▶ [Verilen metin]
[?- H. 1259 (1843)]

Karaman’ın yetiştirdiği âlim ve müderris.

Karaman’ın Başkal’a (Başkışla) nâhiyesine tabi’ Özdemir karyesinde dünyaya geldi.

Bir yörük çocuğu olan Mustafâ, ilk delikânlılık çağlarında köylerinin davar çobanı imiş ve “kızıl çoban” adıyla anılırmış. Bir gün Göksu Vadisi’ndeki Pamukluk mevkiinde davarlarını otlatıp, akşam karanlığında köye girdiğinde birkaç ailenin davarlarında eksiklik varmış. Davarları eksik olan kişiler Mustafâ’ya epeyce sıkıntı çektirmişler. Bu duruma çok üzülen küçük Mustafâ, bu işin kendisine münasip olmadığına kanaât getirmiştir.

İlk tahsiline Karaman’da başladı, Hadim’de Şehit Ahmed Efendi’den icâzet aldı.

Doğduğu karyeye izâfeten “Özdemirî” lakâbıyla anılırsa da boyunun uzun olmasından dolayı “Uzun Hoca” olarak da bilinirdi.

Konya’da İstanbul Caddesi üzerinde, eski Fenni Fırın civarında, hâlen faal olan Diğin Camii’nin bitişiğindeki medresenin banisi idi. Bu sebeple bu medrese “Özdemirî/ Uzun Hoca Medresesi” olarak anılmaktadır.

Bu medrese, daha sonra müderrisliğini yapan Başaralızâde İbrâhim Hakkı Efendi tarafından genişletilerek yeniden ihya edildi.

Özdemirî Hâcı Mustafâ Efendi’nin kurduğu bu medresede; Konya Müftüsü Müsevvid-zâde Abdullâh Vahdî Efendi, Abdülbasîr Efendi Medresesi Müderrisi Molla Salih Efendi, Şeyh’ül-Hattatîn Hasan Fevzî Efendi, Dârü’l-Hilâfe hocası Vâîz Yağcı-zâde Mustafâ Efendi ve Muallim Feyiz Efendi gibi pek çok âlim ve müderris yetişti.

H. 1259 (1843) öncesi inşa edilen medresenin H. 1264’de (1848) 15 hücresi olduğu halde H. 1307’ye (1890) gelindiğinde 4 hücre ve bir dershâne kalmış gerisi tamamıyla yıkılmıştır. Medresenin müştemilâtı arasında “Diğin Câmii” adıyla varlığını sürdüren bir câmii de bulunmaktaydı.

Medrese yıllarca Konya’da akademi gibi çalıştı ve buradan pek çok ünlü hattat, müzehhip, mücellit ve müderris yetişti. 1923 yılında medrese Düyûn-ı Umumiye binası olarak kullanıldı. 1929 yılında da yıktırıldı.

Âlim ve fazıl bir zât olan Özdemirî Hâcı Mustafâ Efendi’nin H. 1259 (1843) yılında darı bekâya göç etti. Vefatı Konya’da teessürle karşılandı. Özdemirî Hâcı Mustafâ Efendi, Mevlânâ Külliyesi haziresine defnedildi.

▶ [Kayıtlar]

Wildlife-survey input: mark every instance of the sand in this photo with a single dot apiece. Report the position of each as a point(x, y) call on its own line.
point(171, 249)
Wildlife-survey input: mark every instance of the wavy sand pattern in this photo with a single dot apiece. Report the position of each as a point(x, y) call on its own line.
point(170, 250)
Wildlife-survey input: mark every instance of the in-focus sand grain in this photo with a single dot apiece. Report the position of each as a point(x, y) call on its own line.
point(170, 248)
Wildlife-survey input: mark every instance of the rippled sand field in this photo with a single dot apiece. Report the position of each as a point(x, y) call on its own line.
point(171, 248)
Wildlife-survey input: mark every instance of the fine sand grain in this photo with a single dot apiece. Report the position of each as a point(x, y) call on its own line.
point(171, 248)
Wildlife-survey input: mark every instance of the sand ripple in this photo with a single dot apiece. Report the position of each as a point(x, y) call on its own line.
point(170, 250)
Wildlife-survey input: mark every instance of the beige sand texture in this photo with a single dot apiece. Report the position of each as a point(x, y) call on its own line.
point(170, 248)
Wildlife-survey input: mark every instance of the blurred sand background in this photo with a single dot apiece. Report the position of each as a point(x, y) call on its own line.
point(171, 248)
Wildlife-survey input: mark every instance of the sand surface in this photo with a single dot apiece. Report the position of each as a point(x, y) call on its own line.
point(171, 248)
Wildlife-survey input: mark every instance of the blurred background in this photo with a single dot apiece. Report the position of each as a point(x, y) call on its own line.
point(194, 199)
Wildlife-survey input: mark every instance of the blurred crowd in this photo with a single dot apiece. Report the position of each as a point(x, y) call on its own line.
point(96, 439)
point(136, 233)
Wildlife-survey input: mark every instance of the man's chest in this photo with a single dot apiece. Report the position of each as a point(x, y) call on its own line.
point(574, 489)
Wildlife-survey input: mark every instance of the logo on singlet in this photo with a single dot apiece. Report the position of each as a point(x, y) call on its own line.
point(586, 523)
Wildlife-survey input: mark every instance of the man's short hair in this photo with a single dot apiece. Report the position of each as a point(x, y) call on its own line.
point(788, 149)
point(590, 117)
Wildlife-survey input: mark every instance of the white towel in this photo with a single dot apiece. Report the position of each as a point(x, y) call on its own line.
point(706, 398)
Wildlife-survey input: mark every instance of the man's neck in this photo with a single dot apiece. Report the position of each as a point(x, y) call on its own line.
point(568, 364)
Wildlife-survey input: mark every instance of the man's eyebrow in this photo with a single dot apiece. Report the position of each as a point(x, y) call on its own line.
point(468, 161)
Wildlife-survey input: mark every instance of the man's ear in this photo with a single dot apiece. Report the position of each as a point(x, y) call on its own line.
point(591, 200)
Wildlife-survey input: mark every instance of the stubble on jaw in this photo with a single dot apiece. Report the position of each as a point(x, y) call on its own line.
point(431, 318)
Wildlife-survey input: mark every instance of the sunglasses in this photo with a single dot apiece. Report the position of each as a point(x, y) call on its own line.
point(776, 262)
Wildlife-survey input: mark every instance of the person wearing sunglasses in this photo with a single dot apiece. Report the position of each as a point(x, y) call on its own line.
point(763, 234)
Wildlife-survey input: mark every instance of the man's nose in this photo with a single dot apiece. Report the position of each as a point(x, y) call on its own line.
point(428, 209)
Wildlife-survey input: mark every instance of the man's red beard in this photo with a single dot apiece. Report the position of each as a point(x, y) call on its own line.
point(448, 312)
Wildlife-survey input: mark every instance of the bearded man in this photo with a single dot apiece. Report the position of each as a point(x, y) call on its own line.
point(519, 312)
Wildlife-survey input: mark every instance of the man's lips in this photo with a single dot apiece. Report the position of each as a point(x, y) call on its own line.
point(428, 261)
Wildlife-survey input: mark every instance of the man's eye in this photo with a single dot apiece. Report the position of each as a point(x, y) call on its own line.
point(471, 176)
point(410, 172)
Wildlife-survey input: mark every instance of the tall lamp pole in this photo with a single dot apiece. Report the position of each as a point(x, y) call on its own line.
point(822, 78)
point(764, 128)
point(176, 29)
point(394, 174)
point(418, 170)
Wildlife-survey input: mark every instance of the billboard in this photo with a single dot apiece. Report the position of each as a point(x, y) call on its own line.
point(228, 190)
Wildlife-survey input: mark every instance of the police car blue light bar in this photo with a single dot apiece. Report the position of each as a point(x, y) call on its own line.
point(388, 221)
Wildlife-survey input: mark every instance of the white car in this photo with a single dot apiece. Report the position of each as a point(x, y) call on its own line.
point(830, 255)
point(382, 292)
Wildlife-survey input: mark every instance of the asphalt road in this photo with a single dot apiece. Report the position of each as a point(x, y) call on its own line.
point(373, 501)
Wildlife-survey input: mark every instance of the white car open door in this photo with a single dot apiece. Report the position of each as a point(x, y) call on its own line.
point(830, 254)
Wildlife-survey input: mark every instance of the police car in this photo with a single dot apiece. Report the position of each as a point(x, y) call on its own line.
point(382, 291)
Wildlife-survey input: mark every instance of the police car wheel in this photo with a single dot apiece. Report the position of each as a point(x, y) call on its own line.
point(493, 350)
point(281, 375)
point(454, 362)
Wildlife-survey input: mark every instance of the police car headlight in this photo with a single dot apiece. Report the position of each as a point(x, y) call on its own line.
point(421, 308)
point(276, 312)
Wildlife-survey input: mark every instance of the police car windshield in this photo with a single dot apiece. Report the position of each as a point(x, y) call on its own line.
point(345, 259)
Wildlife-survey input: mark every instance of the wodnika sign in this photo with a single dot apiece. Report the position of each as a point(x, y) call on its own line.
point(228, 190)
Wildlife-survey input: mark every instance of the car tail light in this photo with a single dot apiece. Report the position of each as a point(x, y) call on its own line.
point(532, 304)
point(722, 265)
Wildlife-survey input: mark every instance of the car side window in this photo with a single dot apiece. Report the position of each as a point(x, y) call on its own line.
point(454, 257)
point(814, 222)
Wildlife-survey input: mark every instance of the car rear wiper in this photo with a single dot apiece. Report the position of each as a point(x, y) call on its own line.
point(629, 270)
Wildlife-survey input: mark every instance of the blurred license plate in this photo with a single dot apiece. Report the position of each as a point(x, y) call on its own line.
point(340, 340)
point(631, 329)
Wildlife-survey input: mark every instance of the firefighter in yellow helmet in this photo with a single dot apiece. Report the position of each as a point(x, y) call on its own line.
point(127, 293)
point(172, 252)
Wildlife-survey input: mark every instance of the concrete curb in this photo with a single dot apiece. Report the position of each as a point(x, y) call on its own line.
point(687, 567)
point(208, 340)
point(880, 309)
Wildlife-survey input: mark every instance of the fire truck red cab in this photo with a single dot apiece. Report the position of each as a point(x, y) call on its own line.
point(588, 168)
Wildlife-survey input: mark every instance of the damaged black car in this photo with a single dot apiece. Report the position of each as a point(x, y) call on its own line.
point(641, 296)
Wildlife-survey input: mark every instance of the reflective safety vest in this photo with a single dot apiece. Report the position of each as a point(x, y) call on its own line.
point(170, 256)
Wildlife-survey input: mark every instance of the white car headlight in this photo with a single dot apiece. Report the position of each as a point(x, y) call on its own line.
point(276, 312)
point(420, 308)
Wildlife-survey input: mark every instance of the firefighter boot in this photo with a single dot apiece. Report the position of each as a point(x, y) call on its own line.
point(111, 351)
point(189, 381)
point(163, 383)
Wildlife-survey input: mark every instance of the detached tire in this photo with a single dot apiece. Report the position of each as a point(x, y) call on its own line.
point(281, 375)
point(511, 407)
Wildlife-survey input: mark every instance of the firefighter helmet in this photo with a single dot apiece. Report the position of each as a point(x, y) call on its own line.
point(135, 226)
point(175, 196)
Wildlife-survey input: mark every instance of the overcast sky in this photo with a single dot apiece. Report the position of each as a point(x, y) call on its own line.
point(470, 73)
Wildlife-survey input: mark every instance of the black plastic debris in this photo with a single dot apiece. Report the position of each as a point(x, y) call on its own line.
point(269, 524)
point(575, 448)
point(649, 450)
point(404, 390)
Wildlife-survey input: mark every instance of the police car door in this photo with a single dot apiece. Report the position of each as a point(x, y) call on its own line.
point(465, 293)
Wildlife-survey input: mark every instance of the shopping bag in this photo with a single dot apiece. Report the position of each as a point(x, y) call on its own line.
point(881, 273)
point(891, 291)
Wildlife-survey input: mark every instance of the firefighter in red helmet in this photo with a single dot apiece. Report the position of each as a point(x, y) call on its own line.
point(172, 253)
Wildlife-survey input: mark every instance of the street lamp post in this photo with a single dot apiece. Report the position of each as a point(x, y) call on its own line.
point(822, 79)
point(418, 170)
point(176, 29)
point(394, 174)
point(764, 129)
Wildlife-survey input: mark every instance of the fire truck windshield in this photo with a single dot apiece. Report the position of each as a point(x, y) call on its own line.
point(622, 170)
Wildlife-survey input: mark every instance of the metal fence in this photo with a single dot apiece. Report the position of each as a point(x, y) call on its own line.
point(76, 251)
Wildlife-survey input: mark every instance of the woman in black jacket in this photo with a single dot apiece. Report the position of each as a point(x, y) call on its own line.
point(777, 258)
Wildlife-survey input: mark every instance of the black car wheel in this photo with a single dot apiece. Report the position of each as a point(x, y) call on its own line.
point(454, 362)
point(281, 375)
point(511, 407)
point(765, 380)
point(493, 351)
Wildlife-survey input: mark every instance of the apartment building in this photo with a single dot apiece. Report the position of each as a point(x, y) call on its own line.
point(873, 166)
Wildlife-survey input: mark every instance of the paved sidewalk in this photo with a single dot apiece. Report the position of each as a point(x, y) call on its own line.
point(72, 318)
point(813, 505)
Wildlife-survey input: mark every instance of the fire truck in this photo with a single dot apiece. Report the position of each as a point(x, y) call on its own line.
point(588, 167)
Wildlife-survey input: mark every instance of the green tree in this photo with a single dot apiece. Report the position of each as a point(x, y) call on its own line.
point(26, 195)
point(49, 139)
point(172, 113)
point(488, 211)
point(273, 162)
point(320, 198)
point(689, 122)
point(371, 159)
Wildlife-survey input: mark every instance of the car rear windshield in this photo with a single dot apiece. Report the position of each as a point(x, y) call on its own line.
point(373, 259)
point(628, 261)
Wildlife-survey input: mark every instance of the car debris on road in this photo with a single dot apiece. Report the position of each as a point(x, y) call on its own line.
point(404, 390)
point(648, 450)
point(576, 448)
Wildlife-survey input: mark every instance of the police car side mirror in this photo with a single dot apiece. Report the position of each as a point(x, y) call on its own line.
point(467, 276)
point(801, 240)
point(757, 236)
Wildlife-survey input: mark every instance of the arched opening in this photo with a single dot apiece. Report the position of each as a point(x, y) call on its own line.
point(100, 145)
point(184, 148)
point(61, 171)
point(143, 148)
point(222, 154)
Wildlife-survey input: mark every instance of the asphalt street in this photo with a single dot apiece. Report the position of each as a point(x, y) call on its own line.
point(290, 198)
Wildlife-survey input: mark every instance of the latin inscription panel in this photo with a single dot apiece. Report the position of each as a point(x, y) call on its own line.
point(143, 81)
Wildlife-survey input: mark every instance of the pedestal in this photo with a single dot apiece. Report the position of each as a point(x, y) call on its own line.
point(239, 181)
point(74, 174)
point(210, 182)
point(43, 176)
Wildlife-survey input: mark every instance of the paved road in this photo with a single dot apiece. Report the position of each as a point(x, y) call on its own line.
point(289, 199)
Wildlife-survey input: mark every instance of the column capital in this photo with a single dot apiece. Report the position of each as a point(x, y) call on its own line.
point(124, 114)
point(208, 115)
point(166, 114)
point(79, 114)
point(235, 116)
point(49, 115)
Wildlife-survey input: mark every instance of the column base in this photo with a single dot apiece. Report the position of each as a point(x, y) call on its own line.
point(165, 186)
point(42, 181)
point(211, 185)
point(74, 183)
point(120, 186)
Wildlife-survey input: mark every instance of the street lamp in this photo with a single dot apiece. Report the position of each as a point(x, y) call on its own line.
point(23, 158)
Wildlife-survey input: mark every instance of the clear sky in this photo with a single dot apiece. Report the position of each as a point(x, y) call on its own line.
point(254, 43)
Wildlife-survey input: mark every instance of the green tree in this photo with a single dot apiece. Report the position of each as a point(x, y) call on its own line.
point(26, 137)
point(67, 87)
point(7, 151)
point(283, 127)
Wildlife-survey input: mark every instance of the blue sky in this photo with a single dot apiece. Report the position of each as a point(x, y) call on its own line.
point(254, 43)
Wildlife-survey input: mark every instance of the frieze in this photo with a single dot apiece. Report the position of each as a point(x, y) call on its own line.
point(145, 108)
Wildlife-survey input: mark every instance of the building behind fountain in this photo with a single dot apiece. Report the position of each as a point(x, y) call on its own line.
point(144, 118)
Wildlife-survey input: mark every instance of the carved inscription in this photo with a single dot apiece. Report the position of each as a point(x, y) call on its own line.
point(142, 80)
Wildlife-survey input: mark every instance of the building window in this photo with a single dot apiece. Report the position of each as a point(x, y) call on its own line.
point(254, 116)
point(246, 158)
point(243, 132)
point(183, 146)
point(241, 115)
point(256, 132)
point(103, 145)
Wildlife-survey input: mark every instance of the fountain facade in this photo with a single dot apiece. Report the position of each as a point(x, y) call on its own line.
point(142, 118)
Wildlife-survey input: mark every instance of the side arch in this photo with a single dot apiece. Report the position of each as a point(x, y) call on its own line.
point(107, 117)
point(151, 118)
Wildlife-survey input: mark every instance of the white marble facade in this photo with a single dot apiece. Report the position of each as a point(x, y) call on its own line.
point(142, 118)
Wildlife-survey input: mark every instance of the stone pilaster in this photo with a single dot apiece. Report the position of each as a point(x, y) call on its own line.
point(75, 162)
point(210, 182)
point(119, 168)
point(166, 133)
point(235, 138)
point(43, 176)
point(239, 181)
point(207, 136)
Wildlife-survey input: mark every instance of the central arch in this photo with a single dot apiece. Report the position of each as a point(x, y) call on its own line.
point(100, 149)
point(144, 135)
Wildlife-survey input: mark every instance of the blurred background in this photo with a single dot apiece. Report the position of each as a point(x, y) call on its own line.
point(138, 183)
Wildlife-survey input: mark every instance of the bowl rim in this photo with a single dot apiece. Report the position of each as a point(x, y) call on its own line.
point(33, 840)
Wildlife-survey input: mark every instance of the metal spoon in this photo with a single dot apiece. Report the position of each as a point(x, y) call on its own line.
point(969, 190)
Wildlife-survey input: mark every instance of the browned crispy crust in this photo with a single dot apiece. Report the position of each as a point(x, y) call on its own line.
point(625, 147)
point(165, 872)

▶ [Görev ayrıntıları] Özdemirî Hâcı Mustafâ Efendi'yi anlatan metinde "İlk tahsiline Karaman’da" ile başlayıp "olarak da bilinirdi." ile biten kısmı, "Uzun Hoca" yerine "Uzun Efendi" koyarak yeniden yaz.

▶ [Sonuç]
İlk tahsiline Karaman’da başladı, Hadim’de Şehit Ahmed Efendi’den icâzet aldı.

Doğduğu karyeye izâfeten “Özdemirî” lakâbıyla anılırsa da boyunun uzun olmasından dolayı “Uzun Efendi” olarak da bilinirdi.